Only the lines from the one containing "If you could locate the metal handrail" through the end of the listing below are to be reproduced, exactly as they stand.

(Data for processing)

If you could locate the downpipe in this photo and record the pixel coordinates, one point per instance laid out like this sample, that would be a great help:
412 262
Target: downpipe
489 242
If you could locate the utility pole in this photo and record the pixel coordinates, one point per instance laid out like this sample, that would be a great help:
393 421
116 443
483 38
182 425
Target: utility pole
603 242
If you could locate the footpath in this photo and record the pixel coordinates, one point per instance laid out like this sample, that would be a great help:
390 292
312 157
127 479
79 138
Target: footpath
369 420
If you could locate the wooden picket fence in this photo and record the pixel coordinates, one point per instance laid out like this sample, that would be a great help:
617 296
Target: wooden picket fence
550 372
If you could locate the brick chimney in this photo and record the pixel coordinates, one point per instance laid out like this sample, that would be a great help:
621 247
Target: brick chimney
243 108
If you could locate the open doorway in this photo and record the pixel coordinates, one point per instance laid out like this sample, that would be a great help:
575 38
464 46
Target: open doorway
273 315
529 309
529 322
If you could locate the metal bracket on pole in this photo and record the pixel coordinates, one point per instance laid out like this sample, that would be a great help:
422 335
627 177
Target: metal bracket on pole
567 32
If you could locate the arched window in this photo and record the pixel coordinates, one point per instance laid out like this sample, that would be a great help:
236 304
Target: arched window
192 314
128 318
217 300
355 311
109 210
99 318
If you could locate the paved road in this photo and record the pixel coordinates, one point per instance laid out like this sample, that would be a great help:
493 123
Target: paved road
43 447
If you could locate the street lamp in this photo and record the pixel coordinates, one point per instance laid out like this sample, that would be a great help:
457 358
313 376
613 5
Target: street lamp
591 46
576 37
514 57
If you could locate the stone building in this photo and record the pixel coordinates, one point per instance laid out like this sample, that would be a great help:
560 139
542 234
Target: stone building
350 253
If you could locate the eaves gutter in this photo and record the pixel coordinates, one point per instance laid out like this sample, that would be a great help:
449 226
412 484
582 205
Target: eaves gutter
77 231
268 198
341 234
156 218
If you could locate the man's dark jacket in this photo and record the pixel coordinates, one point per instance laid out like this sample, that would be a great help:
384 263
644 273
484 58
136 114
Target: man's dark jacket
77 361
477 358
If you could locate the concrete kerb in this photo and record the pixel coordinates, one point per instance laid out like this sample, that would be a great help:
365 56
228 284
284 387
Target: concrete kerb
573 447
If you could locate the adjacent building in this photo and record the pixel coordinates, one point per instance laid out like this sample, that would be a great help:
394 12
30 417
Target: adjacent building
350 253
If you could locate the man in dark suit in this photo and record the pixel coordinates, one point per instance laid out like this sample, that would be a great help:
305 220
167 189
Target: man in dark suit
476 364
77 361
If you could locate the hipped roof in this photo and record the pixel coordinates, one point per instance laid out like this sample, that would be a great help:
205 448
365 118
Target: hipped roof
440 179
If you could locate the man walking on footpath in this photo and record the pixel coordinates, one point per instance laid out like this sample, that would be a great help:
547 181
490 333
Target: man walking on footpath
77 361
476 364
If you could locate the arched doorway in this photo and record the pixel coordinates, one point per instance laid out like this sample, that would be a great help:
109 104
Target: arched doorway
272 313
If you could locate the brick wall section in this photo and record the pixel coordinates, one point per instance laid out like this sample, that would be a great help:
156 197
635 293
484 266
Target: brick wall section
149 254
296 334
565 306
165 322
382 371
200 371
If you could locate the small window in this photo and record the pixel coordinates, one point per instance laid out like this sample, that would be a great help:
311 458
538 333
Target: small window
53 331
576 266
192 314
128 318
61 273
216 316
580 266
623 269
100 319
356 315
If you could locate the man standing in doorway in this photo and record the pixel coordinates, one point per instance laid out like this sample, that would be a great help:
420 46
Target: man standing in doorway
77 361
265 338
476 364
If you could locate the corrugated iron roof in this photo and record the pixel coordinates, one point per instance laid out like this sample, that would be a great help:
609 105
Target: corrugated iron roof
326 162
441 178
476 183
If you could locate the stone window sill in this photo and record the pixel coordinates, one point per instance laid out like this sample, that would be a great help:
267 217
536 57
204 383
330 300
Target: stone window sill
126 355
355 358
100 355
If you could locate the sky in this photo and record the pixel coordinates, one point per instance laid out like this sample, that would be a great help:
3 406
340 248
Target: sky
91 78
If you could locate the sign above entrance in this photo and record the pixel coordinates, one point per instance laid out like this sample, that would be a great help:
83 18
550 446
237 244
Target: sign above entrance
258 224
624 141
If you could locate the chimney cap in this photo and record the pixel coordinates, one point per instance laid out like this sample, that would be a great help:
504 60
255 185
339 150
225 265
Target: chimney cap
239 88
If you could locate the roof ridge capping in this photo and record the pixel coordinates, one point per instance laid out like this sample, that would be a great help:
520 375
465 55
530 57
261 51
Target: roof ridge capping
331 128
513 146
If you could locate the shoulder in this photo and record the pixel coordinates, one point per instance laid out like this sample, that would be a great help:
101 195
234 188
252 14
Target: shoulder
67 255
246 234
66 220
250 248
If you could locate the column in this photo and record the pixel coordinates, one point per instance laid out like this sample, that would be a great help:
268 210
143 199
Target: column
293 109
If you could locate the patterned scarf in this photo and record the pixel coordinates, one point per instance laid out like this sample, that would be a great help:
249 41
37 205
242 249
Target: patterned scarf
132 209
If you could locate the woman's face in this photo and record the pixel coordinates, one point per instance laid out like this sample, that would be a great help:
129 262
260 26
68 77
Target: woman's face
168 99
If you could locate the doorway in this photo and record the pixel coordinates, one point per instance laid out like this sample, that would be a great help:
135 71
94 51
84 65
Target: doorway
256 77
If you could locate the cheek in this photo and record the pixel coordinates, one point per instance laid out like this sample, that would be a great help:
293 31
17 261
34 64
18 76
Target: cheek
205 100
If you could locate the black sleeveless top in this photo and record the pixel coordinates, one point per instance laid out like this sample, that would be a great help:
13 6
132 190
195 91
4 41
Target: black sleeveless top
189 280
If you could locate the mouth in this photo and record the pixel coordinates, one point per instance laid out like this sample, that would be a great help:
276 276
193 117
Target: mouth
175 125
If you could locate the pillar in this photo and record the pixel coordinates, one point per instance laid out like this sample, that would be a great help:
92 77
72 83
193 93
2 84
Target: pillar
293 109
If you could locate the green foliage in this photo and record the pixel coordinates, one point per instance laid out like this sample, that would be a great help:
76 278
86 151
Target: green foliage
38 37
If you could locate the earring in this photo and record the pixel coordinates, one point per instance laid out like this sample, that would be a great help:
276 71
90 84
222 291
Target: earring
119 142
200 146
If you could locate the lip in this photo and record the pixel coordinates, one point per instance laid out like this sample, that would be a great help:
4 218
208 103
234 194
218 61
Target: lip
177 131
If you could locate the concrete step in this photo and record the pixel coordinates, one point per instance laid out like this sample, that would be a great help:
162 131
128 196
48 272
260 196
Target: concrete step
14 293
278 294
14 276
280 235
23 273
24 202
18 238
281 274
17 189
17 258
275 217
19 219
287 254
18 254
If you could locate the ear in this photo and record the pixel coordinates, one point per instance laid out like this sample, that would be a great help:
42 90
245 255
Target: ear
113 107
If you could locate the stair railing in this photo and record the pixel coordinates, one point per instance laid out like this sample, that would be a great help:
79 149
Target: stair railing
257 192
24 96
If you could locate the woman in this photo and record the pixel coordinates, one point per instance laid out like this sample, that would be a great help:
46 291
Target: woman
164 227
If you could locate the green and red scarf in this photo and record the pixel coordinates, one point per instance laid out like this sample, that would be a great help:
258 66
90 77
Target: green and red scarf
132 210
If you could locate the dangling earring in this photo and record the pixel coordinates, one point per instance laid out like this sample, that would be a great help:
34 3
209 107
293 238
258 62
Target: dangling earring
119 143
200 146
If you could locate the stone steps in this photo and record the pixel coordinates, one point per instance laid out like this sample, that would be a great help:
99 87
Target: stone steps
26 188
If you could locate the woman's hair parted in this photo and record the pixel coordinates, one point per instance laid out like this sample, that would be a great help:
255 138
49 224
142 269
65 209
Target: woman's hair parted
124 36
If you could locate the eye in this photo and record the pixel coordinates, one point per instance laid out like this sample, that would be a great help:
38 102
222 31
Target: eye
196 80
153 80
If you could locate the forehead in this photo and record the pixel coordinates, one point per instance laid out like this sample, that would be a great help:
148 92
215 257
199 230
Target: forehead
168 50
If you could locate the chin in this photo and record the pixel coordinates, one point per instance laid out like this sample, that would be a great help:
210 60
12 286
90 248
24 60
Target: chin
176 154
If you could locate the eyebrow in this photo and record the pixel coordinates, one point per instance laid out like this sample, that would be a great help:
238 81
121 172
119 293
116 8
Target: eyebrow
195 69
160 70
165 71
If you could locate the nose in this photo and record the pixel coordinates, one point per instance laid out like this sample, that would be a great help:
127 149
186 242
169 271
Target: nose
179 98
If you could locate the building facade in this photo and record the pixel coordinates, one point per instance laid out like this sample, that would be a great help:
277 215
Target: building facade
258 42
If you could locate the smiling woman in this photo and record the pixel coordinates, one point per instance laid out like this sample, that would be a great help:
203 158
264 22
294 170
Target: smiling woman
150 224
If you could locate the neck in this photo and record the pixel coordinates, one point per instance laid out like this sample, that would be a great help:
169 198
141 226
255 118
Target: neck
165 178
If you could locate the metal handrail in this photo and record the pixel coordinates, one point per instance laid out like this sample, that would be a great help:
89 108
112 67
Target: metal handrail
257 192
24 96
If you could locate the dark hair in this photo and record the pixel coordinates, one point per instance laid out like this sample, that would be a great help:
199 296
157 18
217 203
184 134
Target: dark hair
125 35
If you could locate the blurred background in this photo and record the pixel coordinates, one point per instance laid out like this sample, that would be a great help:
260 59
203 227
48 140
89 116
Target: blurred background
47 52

(End Data for processing)

## Answer area
If you could locate the metal handrail in this photo and record the pixel coordinates, one point per instance laid out like this sample, that would be a great help:
89 108
112 67
Target: metal handrail
257 192
24 96
If you could locate the dark hair in this photo and record the pixel coordinates, one point per instance laid out like this sample, that would be a great help:
199 296
157 18
217 203
184 134
Target: dark hair
125 35
If you could locate the blurred background in this photo and record the pixel coordinates, one point per instance laid out like this sample, that would be a great help:
260 59
203 227
48 140
89 116
Target: blurred background
47 52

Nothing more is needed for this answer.